(Stored data)

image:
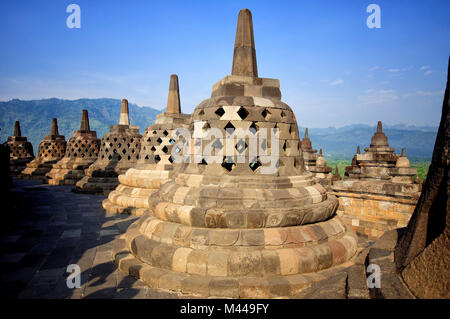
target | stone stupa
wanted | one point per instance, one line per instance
(119, 151)
(51, 149)
(415, 260)
(81, 151)
(379, 192)
(315, 163)
(20, 150)
(251, 228)
(154, 166)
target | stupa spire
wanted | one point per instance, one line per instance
(124, 118)
(17, 129)
(173, 100)
(336, 172)
(84, 121)
(380, 127)
(54, 129)
(244, 58)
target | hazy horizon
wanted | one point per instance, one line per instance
(334, 71)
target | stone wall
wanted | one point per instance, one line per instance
(372, 215)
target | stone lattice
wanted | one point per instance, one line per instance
(379, 192)
(51, 149)
(154, 166)
(20, 150)
(81, 151)
(119, 151)
(232, 229)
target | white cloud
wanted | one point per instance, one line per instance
(429, 93)
(337, 82)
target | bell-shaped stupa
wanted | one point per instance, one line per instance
(119, 151)
(155, 164)
(235, 221)
(51, 149)
(20, 150)
(315, 163)
(379, 191)
(81, 151)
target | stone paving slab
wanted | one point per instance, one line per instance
(49, 228)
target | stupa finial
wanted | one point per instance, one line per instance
(336, 172)
(124, 118)
(17, 129)
(54, 128)
(244, 58)
(173, 101)
(379, 127)
(84, 121)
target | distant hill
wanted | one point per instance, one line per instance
(337, 143)
(35, 116)
(341, 143)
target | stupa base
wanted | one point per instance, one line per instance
(64, 176)
(372, 212)
(197, 272)
(36, 170)
(96, 185)
(132, 194)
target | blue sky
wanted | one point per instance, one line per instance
(333, 69)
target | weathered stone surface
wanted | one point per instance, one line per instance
(81, 151)
(51, 149)
(20, 150)
(151, 163)
(378, 192)
(119, 151)
(234, 228)
(423, 250)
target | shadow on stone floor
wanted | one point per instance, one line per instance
(47, 228)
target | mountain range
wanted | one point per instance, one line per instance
(337, 143)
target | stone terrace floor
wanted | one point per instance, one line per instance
(46, 228)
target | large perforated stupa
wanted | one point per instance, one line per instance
(155, 165)
(51, 149)
(119, 151)
(244, 226)
(81, 151)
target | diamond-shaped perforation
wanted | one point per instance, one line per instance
(243, 113)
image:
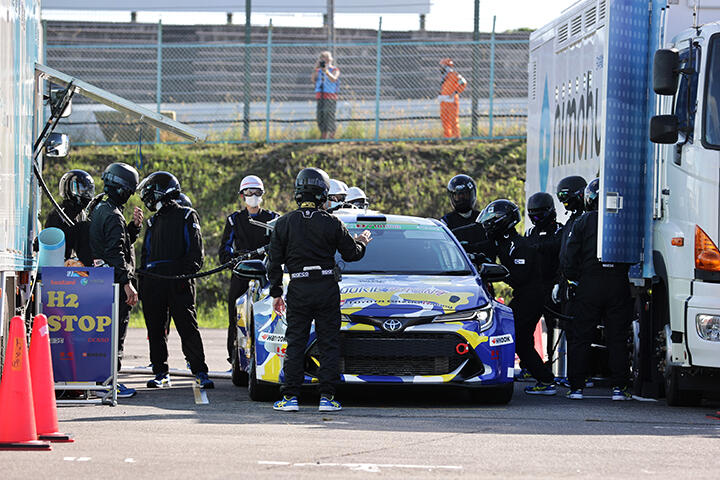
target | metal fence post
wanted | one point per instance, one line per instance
(378, 62)
(268, 75)
(246, 90)
(491, 93)
(475, 85)
(158, 78)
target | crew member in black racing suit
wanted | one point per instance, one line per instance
(77, 189)
(545, 236)
(172, 246)
(241, 236)
(462, 221)
(523, 262)
(111, 244)
(570, 192)
(601, 291)
(305, 240)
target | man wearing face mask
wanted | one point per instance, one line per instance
(241, 236)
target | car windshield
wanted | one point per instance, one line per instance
(711, 123)
(407, 249)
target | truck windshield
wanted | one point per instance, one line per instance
(711, 122)
(407, 249)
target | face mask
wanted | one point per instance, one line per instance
(253, 201)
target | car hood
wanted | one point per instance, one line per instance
(408, 295)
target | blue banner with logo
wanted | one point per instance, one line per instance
(78, 303)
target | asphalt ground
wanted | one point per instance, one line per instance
(396, 432)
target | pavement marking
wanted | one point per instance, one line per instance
(200, 396)
(364, 467)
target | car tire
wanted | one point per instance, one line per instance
(500, 395)
(239, 376)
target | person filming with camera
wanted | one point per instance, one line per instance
(326, 76)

Your objective: Range to copy from the records above: the line containing "target | diamond-shaped perforation" to the line containing "target | crew member in black racing suit", both included. Output those lines exactly and only those, skipping pictures.

Exercise solution:
target | diamond-shaped perforation
wanted | one point per instance, one line per instance
(243, 113)
image:
target | metal fence post
wanted | one point per instance, one line per instance
(378, 62)
(268, 75)
(246, 90)
(491, 93)
(475, 85)
(158, 78)
target | crew member in black racing suit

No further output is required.